(Data listing begins)
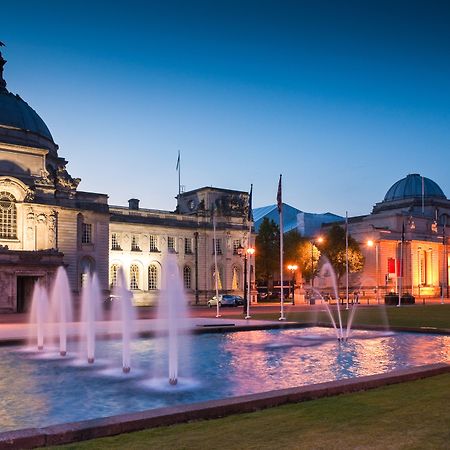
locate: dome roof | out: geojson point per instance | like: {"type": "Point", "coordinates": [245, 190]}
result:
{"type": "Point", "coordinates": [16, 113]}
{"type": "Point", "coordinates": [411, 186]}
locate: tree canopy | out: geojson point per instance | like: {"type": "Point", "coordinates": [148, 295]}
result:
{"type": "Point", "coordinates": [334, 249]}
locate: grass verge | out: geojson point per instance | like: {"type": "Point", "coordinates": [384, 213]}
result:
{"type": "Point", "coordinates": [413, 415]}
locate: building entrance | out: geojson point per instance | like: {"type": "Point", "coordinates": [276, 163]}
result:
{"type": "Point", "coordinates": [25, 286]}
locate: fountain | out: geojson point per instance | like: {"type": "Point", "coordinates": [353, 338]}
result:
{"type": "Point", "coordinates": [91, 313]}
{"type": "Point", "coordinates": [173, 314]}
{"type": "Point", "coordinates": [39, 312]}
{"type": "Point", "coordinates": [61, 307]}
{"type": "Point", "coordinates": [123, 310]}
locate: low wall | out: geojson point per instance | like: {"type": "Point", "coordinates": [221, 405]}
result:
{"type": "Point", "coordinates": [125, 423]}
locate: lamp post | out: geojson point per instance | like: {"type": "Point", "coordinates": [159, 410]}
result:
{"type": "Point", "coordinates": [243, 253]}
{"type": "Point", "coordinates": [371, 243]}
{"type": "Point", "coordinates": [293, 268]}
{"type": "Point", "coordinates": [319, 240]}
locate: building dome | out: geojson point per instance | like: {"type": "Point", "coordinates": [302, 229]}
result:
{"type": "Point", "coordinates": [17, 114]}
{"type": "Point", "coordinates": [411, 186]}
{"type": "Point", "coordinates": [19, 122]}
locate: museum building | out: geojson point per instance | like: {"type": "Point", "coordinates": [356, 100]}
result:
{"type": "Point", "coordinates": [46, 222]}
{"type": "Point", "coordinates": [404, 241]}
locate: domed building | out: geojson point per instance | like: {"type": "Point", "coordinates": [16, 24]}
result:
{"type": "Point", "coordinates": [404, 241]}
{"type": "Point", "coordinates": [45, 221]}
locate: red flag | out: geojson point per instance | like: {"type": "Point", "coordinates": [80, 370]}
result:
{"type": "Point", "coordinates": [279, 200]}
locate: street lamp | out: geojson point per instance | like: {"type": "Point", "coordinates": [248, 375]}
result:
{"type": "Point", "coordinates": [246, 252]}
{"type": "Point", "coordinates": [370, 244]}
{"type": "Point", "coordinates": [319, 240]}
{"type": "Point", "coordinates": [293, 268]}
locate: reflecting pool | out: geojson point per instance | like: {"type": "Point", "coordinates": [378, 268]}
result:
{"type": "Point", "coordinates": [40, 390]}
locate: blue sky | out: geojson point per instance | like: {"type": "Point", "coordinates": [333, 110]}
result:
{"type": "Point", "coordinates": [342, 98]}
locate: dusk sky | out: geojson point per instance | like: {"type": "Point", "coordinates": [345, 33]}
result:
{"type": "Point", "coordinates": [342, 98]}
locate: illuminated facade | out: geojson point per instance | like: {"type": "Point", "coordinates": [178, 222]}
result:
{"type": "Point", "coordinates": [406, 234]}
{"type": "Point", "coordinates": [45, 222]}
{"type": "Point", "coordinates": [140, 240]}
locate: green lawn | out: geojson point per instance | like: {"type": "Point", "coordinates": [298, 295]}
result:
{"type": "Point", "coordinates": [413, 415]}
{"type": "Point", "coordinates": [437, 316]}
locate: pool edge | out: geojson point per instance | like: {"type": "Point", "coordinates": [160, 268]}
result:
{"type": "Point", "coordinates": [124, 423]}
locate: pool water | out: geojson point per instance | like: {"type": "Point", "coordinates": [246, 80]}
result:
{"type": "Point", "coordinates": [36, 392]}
(Data listing ends)
(Data listing begins)
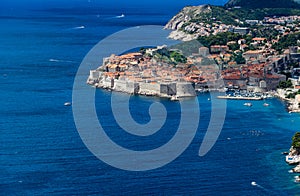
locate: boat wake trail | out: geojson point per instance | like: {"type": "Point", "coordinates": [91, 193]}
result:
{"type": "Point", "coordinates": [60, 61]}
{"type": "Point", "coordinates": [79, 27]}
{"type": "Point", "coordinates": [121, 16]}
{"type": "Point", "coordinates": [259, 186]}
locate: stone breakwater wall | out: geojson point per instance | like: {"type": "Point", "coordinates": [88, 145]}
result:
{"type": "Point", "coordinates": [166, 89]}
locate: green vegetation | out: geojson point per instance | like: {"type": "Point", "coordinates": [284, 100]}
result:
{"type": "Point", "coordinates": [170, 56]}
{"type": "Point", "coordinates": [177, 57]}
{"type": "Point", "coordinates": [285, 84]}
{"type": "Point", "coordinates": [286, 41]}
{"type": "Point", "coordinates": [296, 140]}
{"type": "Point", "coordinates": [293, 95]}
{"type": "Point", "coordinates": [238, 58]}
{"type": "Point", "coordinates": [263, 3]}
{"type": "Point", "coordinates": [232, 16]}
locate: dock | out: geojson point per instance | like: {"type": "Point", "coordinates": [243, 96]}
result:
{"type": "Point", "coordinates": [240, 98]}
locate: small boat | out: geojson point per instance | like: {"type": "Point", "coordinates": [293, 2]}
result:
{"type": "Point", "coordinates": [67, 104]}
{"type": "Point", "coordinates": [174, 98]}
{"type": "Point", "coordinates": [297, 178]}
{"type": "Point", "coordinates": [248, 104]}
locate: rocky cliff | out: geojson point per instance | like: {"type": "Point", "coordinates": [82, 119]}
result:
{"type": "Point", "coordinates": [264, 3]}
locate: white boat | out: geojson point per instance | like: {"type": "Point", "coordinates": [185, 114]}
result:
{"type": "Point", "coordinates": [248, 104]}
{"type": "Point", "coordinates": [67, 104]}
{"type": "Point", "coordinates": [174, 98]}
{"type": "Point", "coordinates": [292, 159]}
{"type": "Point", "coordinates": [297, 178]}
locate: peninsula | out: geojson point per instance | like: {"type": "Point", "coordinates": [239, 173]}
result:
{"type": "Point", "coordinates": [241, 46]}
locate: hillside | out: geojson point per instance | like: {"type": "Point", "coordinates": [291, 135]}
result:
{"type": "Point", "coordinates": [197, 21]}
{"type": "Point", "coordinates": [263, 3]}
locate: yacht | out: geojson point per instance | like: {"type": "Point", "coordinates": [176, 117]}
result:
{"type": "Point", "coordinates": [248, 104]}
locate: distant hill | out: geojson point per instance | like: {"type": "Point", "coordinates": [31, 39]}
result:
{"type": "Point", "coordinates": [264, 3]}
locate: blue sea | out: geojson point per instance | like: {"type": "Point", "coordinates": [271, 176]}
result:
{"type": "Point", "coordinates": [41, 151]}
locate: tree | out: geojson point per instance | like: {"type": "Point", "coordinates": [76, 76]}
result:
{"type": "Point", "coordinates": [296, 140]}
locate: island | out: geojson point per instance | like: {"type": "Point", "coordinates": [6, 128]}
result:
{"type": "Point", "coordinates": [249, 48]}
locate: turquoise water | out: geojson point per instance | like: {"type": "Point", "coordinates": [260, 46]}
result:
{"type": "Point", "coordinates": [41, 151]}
(Data listing ends)
(Data listing begins)
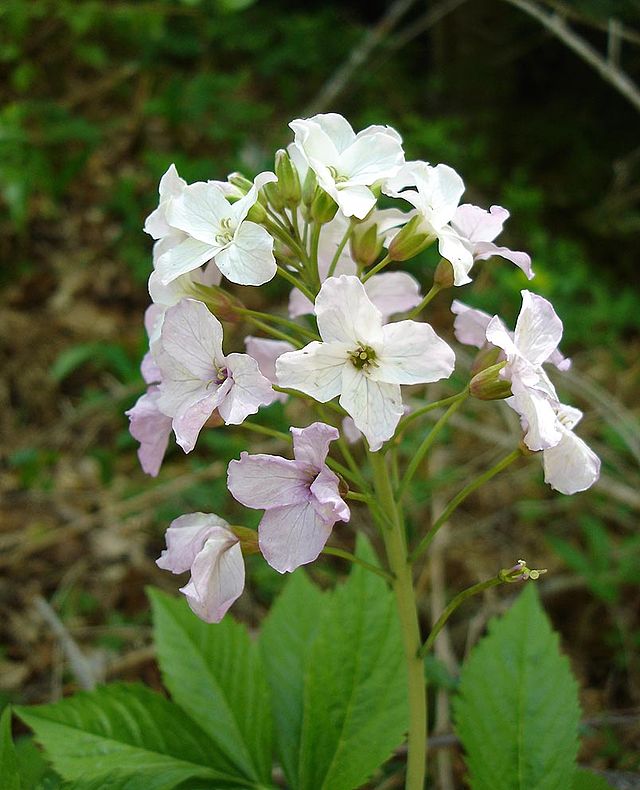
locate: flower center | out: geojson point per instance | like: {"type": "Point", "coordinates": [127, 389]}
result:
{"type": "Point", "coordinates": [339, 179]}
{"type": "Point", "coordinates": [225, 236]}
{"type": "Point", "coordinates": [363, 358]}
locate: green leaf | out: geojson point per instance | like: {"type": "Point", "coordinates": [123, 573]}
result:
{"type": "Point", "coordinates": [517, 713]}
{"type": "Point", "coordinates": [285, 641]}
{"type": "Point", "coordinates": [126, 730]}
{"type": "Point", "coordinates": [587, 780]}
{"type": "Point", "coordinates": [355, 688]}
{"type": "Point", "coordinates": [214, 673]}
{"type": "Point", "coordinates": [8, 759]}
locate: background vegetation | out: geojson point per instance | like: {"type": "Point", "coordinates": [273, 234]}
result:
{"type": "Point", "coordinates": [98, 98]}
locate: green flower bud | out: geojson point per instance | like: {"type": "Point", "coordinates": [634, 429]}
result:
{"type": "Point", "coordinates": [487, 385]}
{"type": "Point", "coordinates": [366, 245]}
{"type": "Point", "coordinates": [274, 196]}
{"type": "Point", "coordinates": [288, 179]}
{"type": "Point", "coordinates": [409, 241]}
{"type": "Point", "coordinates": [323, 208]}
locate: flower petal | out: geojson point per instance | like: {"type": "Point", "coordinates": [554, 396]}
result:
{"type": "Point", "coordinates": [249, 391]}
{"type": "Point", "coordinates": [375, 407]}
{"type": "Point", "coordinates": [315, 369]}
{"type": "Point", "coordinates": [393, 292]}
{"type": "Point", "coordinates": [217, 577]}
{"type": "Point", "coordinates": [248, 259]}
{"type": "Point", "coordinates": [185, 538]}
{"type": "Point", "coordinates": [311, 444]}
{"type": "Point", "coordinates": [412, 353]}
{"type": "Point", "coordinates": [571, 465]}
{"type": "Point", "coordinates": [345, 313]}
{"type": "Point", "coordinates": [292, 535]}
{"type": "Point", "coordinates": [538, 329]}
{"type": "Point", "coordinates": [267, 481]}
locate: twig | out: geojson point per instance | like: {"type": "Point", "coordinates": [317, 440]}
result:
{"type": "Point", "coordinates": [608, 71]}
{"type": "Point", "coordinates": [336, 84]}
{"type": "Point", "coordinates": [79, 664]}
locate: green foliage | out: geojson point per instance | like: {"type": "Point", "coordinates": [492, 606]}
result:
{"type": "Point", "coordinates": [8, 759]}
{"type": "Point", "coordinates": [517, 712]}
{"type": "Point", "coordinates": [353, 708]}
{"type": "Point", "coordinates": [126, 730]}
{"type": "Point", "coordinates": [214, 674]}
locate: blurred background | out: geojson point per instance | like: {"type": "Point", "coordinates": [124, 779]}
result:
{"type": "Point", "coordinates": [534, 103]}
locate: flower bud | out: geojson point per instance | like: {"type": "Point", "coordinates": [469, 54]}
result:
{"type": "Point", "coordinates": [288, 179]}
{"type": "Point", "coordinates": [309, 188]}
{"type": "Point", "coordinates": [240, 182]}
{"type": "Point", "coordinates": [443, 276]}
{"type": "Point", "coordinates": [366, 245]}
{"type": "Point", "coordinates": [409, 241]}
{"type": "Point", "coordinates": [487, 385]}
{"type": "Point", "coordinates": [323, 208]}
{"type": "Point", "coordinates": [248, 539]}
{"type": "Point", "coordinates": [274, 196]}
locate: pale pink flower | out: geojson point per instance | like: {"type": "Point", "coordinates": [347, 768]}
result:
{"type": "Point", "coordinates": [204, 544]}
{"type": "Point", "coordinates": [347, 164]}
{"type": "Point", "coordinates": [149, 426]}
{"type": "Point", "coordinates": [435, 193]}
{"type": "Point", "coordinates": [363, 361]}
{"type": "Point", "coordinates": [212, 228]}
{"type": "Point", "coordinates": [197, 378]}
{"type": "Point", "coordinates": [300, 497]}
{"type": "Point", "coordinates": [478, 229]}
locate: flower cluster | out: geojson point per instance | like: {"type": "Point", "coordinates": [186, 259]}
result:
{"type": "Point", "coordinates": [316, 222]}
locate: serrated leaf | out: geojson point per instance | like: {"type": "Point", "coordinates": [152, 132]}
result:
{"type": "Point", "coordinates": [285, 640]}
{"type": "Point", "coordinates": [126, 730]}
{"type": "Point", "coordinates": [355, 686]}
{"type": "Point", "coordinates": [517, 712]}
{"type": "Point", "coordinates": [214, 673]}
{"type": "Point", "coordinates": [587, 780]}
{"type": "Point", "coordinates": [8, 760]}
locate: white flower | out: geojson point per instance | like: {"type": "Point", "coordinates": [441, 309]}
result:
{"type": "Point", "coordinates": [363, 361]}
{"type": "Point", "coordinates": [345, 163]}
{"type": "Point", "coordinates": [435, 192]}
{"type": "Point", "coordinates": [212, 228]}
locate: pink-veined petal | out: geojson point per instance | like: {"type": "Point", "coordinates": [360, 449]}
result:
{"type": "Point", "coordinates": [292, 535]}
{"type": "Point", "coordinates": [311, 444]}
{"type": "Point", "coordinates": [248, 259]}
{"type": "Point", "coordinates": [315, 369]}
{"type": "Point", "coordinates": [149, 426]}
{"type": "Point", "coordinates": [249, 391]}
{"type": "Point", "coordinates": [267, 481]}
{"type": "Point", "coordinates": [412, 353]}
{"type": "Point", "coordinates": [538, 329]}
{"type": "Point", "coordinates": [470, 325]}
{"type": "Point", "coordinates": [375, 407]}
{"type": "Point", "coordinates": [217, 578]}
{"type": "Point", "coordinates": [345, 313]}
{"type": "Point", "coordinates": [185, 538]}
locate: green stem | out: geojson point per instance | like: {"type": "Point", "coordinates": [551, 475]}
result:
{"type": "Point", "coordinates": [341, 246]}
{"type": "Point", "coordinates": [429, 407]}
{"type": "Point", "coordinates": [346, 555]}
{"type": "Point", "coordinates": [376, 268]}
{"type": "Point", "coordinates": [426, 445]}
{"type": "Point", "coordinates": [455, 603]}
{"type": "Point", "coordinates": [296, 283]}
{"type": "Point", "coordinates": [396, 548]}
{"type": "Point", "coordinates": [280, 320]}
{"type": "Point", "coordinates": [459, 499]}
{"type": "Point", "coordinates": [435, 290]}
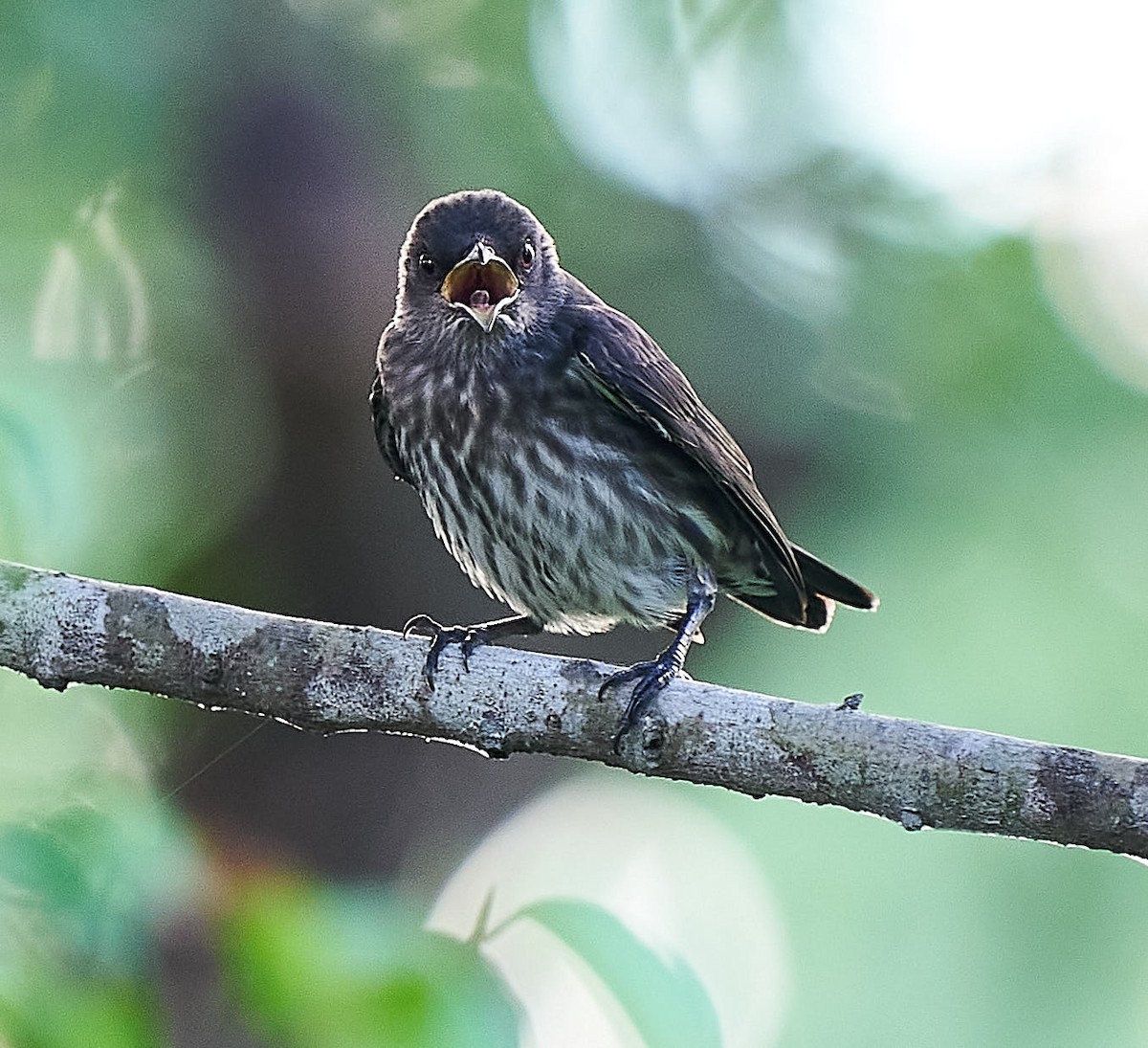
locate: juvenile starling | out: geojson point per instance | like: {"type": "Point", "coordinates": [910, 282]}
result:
(Data listing ends)
(Problem to solve)
Only the number of lines above that contain "white" should be given as the answer.

(Answer box)
2